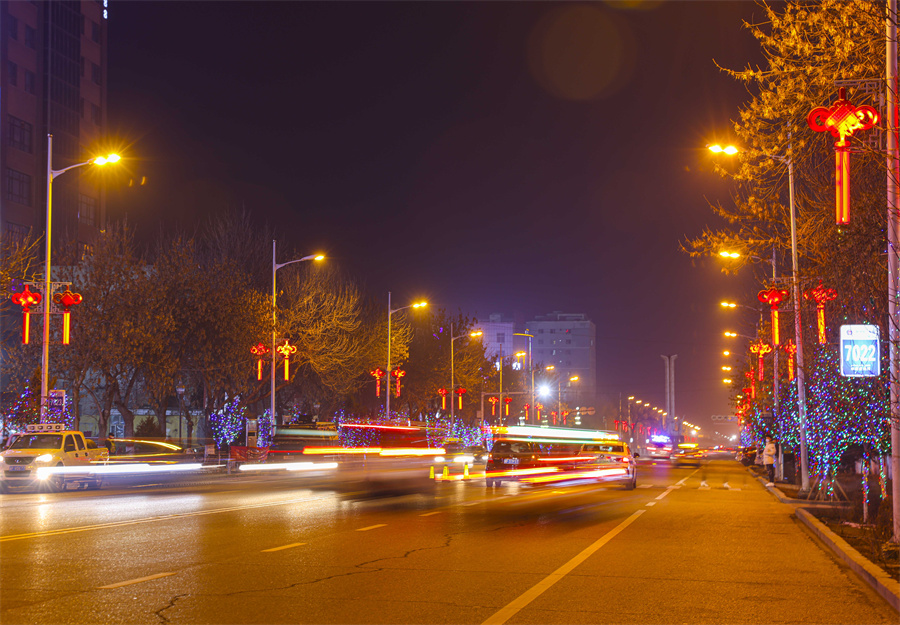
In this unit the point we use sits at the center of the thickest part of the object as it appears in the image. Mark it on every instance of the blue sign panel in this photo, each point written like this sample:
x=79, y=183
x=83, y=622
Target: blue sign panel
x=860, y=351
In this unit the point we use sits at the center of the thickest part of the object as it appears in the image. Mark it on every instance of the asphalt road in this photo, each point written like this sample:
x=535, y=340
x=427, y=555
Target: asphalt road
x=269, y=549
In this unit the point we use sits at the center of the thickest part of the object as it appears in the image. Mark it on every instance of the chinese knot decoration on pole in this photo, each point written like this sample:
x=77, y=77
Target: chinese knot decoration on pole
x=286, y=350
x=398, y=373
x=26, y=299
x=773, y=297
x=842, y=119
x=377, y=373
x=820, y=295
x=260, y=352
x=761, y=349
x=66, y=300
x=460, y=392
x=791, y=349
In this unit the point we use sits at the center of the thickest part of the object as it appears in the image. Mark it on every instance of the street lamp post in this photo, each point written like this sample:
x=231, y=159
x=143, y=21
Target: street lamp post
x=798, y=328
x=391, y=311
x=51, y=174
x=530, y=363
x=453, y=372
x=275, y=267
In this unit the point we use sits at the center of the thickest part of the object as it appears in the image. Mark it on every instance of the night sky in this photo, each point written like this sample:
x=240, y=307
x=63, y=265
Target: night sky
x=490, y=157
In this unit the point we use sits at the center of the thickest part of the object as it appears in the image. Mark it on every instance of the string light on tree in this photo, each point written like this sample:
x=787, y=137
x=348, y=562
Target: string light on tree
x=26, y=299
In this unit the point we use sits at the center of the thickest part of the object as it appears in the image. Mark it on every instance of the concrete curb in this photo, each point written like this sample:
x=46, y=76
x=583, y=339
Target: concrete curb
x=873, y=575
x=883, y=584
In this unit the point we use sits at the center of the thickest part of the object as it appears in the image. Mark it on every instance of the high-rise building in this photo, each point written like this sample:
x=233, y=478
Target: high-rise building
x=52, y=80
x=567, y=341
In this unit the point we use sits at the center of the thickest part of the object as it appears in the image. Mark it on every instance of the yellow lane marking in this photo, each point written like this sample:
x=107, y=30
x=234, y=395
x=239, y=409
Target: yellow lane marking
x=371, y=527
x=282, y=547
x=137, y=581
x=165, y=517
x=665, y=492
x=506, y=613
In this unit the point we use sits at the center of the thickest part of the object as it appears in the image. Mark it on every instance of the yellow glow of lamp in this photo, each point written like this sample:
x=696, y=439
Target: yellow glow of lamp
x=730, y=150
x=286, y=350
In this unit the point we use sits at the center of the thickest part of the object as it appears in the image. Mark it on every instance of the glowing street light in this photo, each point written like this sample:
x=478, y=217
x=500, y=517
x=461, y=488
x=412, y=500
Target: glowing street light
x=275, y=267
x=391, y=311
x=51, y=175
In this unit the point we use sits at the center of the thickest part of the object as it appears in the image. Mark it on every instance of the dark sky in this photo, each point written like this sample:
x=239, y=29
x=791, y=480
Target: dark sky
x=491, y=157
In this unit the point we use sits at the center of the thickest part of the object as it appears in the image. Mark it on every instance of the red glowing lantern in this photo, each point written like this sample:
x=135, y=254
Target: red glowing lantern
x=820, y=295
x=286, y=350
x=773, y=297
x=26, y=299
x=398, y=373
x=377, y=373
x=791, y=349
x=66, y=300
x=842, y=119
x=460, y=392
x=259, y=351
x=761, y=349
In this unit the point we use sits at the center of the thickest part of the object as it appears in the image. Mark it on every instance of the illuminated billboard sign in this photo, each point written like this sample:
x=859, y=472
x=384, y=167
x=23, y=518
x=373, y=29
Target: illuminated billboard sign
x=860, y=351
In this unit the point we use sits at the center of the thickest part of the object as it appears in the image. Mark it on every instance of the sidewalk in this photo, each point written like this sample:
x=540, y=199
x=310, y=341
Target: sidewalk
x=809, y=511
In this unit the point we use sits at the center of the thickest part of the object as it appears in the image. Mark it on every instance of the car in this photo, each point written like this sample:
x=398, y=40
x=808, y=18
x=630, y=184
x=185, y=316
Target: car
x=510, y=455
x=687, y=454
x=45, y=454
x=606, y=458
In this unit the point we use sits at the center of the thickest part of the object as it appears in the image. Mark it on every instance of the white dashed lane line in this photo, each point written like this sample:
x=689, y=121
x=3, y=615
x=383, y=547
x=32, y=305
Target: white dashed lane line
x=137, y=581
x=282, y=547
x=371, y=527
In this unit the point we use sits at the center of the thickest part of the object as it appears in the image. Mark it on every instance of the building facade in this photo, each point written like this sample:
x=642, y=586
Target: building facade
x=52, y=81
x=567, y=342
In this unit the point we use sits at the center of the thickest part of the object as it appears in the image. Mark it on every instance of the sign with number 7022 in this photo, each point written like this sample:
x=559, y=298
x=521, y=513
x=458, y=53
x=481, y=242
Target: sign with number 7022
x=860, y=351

◇ ◇ ◇ ◇ ◇

_REQUIREMENT:_
Rewrite the lines from the line with "the yellow glow" up to and including the line with "x=491, y=157", keeping every request and its sample points unchanged but multiplying each answer coordinate by 0.35 and rounding to the nearest whole number, with halves rounded up. Give only those lines.

_TASK ANSWER:_
In this unit the point we use sits at the center of the thickest part of the object as it appears in the image. Mark it on every instance of the yellow glow of lamp in this photo, each point written like this sample:
x=696, y=439
Target: yellow glow of lamp
x=256, y=53
x=100, y=123
In this unit the point we use sits at the center of the thickest part of the object as it appears in the image. Mark it on every instance of the glowing street light in this photo, each point written like this sample:
x=478, y=217
x=500, y=517
x=461, y=488
x=412, y=500
Target: glowing street light
x=96, y=93
x=137, y=109
x=18, y=61
In this unit the point we use sits at the center of the thickest part of the object as it appears in the image. Mark it on every instance of the dark sky in this photo, each point written like this sample:
x=239, y=29
x=791, y=480
Target: dark sky
x=172, y=55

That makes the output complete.